_WHAT THIS TASK INVOLVES_
Please transcribe every record below exactly, leaving out the pictures.

_MATERIALS PROVIDED_
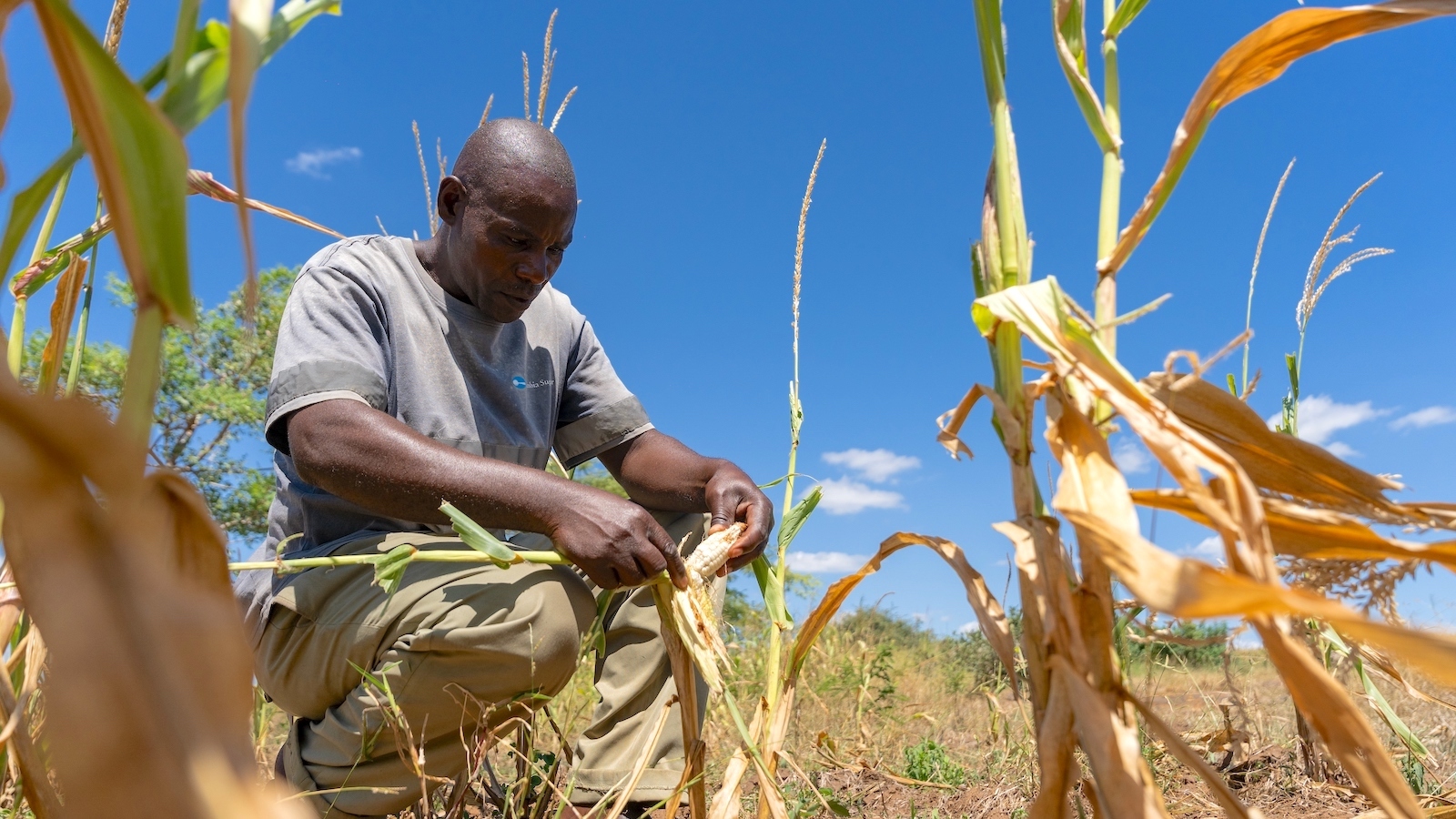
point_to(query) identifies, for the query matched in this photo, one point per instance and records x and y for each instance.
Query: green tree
(210, 407)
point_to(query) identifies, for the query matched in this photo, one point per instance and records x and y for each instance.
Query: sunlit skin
(497, 248)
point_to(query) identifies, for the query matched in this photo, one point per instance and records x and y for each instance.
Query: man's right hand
(615, 541)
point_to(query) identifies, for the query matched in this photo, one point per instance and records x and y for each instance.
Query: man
(448, 369)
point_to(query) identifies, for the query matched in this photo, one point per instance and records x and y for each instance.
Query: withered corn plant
(1269, 494)
(121, 611)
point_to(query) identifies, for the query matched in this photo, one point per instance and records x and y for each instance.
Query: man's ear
(450, 200)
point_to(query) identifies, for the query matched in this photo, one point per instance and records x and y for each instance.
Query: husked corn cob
(713, 552)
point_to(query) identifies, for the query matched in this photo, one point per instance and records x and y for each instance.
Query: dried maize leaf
(1056, 756)
(1125, 782)
(1040, 312)
(63, 309)
(1314, 533)
(1340, 723)
(1273, 460)
(1254, 62)
(130, 586)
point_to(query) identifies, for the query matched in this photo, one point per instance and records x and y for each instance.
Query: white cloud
(1421, 419)
(846, 496)
(1130, 457)
(313, 162)
(1321, 417)
(1208, 550)
(826, 562)
(874, 465)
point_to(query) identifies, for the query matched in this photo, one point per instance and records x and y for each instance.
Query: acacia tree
(210, 404)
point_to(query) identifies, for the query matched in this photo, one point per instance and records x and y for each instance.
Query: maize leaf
(1252, 63)
(63, 309)
(1340, 723)
(136, 586)
(1069, 34)
(1125, 783)
(480, 538)
(1273, 460)
(1125, 15)
(138, 159)
(1315, 533)
(987, 611)
(248, 28)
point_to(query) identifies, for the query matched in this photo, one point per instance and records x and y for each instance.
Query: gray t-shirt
(366, 322)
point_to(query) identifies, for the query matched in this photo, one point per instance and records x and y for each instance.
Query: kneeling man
(411, 372)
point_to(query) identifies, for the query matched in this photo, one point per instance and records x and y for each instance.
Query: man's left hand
(733, 497)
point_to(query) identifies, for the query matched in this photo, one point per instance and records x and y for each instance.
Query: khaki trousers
(456, 640)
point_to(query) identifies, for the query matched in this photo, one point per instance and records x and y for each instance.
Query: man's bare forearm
(380, 464)
(662, 472)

_RESULT BELOW_
point_to(query) identifies, for the query matched in this photo, one point per instance and records x and y for each instance.
Query: green tree
(210, 407)
point_to(query) identifies, for the query matched in this photo, one point per instance and records x and y for each instance.
Query: sunlit skin
(497, 248)
point_to(query) identifies, for the query matched in this photo, one point per instance and records x and y for each instance.
Query: man's right hand
(615, 541)
point_to(query) identifies, for the query matched in this photo, one point per instance and records x and y for each instance.
Query: man
(448, 369)
point_to(query) identifies, for the query matched in this photo, one point per instance and records x and y for each instance.
Query: withered corn plant
(1269, 494)
(121, 611)
point_to(query) identifies, for the query matched in this photo, one point per instance and records x and y for each instance.
Query: man's ear
(450, 200)
point_to(query) identifies, for the query matched in this photo, one point per instance and records x and y for each instance.
Query: husked corn cob
(713, 552)
point_to(query) identifies, for the query matched in this photo, one point per instance and records x and y for each instance.
Query: dried maize leaf
(1056, 756)
(1125, 782)
(1040, 312)
(63, 309)
(1314, 533)
(1340, 723)
(1273, 460)
(1254, 62)
(130, 586)
point_to(query) identifies, for the query matched in this photo, one point per instance and records x and y for each instance.
Query: white cloud
(1421, 419)
(846, 496)
(1130, 457)
(313, 162)
(1321, 417)
(1208, 550)
(826, 562)
(874, 465)
point_to(query) identifies, for the query matched in this photo, one point per instance and records x and y for each instance.
Query: acacia tree
(210, 404)
point_to(query) identifies, for the query matched in this photo, one point per instance and records x and y for each instance.
Query: maize leaf
(1252, 63)
(63, 309)
(1340, 723)
(136, 586)
(1069, 34)
(1125, 783)
(480, 538)
(1273, 460)
(1125, 15)
(138, 159)
(1315, 533)
(987, 611)
(248, 28)
point_to(query) identifies, for the query matched in this photo, one point per instance and records x and y for each instance.
Query: gray t-shirt
(366, 322)
point_to(query) identifies, for the query matched in this photo, one point per instance and records x and y for each instance.
Query: kneeling man
(411, 372)
point_to(query) identifies, for the query matched in this photo, one point per instance and records x and y for each instance.
Query: man's left hand
(733, 497)
point_to(query) identifies, for the query matched in this photo, one point per instance and records x and y for each instance.
Query: khaki trousers
(456, 640)
point_to(query) identifies, for the query matched in this photo, one point per instance and records x and y for each instance.
Query: man's bare forearm
(380, 464)
(662, 472)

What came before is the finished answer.